Items from a dataset:

------------------------------------------------

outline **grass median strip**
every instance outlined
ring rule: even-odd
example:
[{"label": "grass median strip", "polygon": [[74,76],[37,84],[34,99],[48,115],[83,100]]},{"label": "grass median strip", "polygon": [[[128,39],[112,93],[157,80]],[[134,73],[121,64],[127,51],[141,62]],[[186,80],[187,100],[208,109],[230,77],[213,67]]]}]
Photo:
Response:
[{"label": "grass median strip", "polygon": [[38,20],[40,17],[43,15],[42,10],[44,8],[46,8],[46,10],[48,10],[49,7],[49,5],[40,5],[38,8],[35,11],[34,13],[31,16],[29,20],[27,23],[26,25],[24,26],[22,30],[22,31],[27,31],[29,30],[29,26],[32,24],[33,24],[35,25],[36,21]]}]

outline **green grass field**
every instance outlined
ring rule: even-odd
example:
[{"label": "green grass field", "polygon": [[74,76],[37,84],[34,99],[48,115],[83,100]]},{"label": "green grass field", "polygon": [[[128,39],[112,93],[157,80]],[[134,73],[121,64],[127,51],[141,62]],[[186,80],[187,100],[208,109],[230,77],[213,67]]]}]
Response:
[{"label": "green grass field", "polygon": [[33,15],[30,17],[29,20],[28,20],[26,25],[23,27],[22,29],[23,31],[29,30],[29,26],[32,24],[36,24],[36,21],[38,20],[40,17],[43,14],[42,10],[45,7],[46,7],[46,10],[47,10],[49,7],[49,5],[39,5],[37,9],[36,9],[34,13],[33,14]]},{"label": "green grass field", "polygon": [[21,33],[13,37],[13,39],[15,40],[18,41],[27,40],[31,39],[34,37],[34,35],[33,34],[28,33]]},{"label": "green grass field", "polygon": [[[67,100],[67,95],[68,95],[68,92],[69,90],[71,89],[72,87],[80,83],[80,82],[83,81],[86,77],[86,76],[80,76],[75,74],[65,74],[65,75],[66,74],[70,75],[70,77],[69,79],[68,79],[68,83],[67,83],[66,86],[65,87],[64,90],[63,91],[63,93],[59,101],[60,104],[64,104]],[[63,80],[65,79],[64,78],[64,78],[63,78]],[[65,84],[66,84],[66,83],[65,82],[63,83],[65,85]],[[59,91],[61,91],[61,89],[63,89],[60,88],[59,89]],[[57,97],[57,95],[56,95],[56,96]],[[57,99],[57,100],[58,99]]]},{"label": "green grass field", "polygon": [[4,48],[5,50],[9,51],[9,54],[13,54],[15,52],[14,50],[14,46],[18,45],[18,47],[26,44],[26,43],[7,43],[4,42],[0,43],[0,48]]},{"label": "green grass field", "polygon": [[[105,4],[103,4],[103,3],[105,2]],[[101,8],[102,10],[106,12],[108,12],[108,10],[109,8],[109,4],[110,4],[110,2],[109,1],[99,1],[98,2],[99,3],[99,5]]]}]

------------------------------------------------

> **Exercise directions**:
Exactly reproduce the lines beginning with the one that contains "outline **green grass field**" and ending with the last line of the material, both included. Leave out everything else.

> **Exercise output**:
outline **green grass field**
every instance outlined
ring rule: even-odd
example:
[{"label": "green grass field", "polygon": [[74,76],[37,84],[34,99],[48,115],[83,100]]},{"label": "green grass field", "polygon": [[[128,39],[112,93],[157,80]],[[134,73],[121,64],[127,51],[141,62]],[[186,80],[187,100],[208,109],[230,77],[213,67]]]}]
Response:
[{"label": "green grass field", "polygon": [[33,15],[30,17],[29,20],[28,20],[26,25],[23,27],[22,29],[23,31],[29,30],[29,26],[32,24],[36,24],[36,21],[38,20],[40,17],[43,14],[42,10],[45,7],[46,7],[46,10],[47,10],[49,7],[49,5],[39,5],[37,9],[36,9],[34,13],[33,14]]},{"label": "green grass field", "polygon": [[21,33],[13,37],[13,39],[15,40],[18,41],[27,40],[31,39],[34,37],[34,35],[33,34],[28,33]]},{"label": "green grass field", "polygon": [[[67,100],[67,95],[68,95],[68,92],[69,90],[71,89],[72,87],[80,83],[80,82],[83,81],[86,77],[86,76],[80,76],[75,74],[65,74],[65,75],[66,74],[70,75],[70,77],[69,79],[68,79],[68,83],[67,83],[66,86],[65,87],[64,90],[63,91],[63,93],[59,101],[60,104],[64,104]],[[63,80],[65,79],[64,78],[64,78],[63,78]],[[65,84],[66,84],[66,83],[65,82],[63,83],[65,85]],[[59,91],[61,91],[61,89],[63,89],[60,88],[59,89]],[[57,97],[57,95],[56,95],[56,96]],[[57,99],[57,100],[58,99]]]},{"label": "green grass field", "polygon": [[4,48],[5,50],[9,51],[9,54],[13,54],[15,52],[14,50],[14,46],[18,45],[18,47],[26,44],[26,43],[7,43],[4,42],[0,43],[0,48]]},{"label": "green grass field", "polygon": [[[105,4],[103,4],[103,3],[105,2]],[[101,8],[102,10],[106,12],[108,12],[108,10],[109,8],[109,4],[110,4],[110,2],[109,1],[99,1],[98,2],[99,3],[99,5]]]}]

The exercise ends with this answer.